Output the data below in full, character for character.

☆ ☆ ☆ ☆

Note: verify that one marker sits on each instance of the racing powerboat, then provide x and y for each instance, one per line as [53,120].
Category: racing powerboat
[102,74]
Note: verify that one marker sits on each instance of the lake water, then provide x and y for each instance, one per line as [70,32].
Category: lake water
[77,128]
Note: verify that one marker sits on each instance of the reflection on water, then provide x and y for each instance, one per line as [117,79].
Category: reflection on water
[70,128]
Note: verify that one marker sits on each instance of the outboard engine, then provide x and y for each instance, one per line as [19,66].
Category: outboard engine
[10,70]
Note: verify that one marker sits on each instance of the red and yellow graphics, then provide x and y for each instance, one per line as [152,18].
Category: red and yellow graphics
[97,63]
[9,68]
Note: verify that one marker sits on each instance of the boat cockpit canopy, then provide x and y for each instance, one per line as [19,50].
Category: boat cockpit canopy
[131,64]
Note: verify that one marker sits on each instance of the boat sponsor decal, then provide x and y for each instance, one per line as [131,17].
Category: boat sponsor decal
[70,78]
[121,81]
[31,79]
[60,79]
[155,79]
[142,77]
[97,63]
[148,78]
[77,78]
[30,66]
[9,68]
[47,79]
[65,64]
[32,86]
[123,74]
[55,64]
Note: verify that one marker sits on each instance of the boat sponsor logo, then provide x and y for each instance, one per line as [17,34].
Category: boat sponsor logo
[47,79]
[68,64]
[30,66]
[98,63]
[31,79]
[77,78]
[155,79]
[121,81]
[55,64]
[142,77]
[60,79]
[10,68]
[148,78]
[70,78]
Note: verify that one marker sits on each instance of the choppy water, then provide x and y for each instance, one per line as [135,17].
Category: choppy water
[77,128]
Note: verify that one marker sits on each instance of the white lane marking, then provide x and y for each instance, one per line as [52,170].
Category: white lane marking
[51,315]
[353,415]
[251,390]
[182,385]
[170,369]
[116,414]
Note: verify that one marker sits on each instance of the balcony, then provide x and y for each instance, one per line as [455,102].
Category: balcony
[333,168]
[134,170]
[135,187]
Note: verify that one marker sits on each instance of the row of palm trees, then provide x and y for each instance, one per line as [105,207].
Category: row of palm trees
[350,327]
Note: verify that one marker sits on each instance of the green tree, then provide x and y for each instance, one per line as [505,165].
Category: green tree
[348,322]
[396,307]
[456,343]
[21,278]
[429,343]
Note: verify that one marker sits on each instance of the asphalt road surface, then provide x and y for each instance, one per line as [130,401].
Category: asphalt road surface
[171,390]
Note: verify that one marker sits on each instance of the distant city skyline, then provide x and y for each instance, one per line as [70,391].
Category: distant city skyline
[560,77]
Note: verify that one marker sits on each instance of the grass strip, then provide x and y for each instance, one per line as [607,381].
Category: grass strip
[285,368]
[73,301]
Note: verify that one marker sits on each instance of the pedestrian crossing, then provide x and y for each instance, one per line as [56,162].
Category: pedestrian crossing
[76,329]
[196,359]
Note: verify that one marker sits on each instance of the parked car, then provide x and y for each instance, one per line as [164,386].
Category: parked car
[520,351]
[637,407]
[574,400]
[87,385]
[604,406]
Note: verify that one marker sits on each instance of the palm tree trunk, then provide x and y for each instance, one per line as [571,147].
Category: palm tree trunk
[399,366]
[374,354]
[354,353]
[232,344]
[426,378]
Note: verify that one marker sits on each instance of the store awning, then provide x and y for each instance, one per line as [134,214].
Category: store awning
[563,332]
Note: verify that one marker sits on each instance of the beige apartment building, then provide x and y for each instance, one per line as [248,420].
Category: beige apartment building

☆ ☆ ☆ ☆

- Correct answer
Note: verify that one marker sits on each instance of the racing powerboat, then provide x and y for each instance, one per line as [53,120].
Category: racing powerboat
[102,74]
Note: verify that one marker sits on each instance of the lake water, then provide x and y for each instance, one per line as [70,32].
Category: lake water
[77,128]
Note: verify that one marker sits on each instance of the reflection on water, then provide x and y for each instance, one per line as [117,79].
Category: reflection on water
[70,128]
Note: verify that one marker sits on each instance of the outboard engine, then provide x and y for each instance, one per line as [19,66].
Category: outboard engine
[10,70]
Note: verify that one marker sits on each instance of the red and yellow graphics, then provide x and y for each instance, one per line as [152,18].
Category: red and yellow graphics
[97,63]
[9,68]
Note: verify that one marker sits on each instance of the boat cockpit canopy, then provide x and y for each instance, one per line as [19,50].
Category: boat cockpit canopy
[131,64]
Note: verify that one marker sits on each instance of the boat sponsor decal, then provide x and y for each instance, one per line as [131,17].
Category: boat sponsor decal
[70,78]
[121,81]
[31,79]
[60,79]
[155,79]
[142,77]
[97,63]
[148,78]
[77,78]
[30,66]
[9,68]
[47,79]
[65,64]
[32,86]
[123,74]
[55,64]
Note: verify that one marker sits on each instance of the boat sponsor logo, then provide x and y for each instance, one per line as [17,34].
Category: boat sponsor logo
[47,79]
[68,64]
[30,66]
[98,63]
[31,79]
[77,78]
[155,79]
[121,81]
[55,64]
[142,77]
[60,79]
[10,68]
[148,78]
[70,78]
Note: verify that one marker sits on each instance of the choppy water, then provide x and y for each instance, one per line as [135,17].
Category: choppy water
[77,128]
Note: verify that one marker sits on each instance of the white lane marking, then provide x and y for each instance, one per line as [52,170].
Category: white lane marking
[51,315]
[353,415]
[251,390]
[182,385]
[170,369]
[116,414]
Note: verify that one marker sits on each instance of the balcony, then provide x and y for each instance, one per line as [455,102].
Category: balcony
[333,168]
[134,170]
[135,187]
Note: verify that one marker sits on each instance of the row of palm trees, then provide x and y for each instance, one per line as [105,207].
Category: row of palm trees
[350,327]
Note: verify that one marker sits on each instance of the green tree, then provide x and y for each instance, one per line as [505,165].
Category: green tree
[348,322]
[396,307]
[456,343]
[21,278]
[429,343]
Note: verify that one marker sits on each instance of the asphalt road surface, then provide x and y for each instance, one per line as [130,401].
Category: asphalt road surface
[171,390]
Note: verify that one marker sits on each instance of the distant city skyline, then provide x and y for each instance, one per line as [70,391].
Category: distant city skyline
[560,77]
Note: verify that one marker sits on each instance of the grass strip, then provide x and y for each instance, one per line as [607,381].
Category: grass strip
[285,368]
[73,301]
Note: verify that one marker sits on each instance of the pedestrian crossing, then provide x and y for each instance, one per line as [56,162].
Category: pedestrian crossing
[76,329]
[196,359]
Note: verify that one marker sits on each instance of the parked car, then provide x and y for each instance, one per line as [164,386].
Category: parked car
[520,351]
[637,407]
[574,400]
[87,385]
[604,406]
Note: verify that one marker sits on each instance of the palm tree trunk, then provide x and y for each instance, one per line as [571,147].
Category: palm tree trunk
[399,366]
[374,354]
[354,353]
[232,344]
[426,378]
Note: verify that one marker sits on each instance of the store awning, then provide x and y for each instance, one per line as [134,214].
Category: store awning
[563,332]
Note: verify that one marker sits on each instance of the beige apartment building, then provide x and y for each instance, one per line as [248,420].
Category: beige apartment building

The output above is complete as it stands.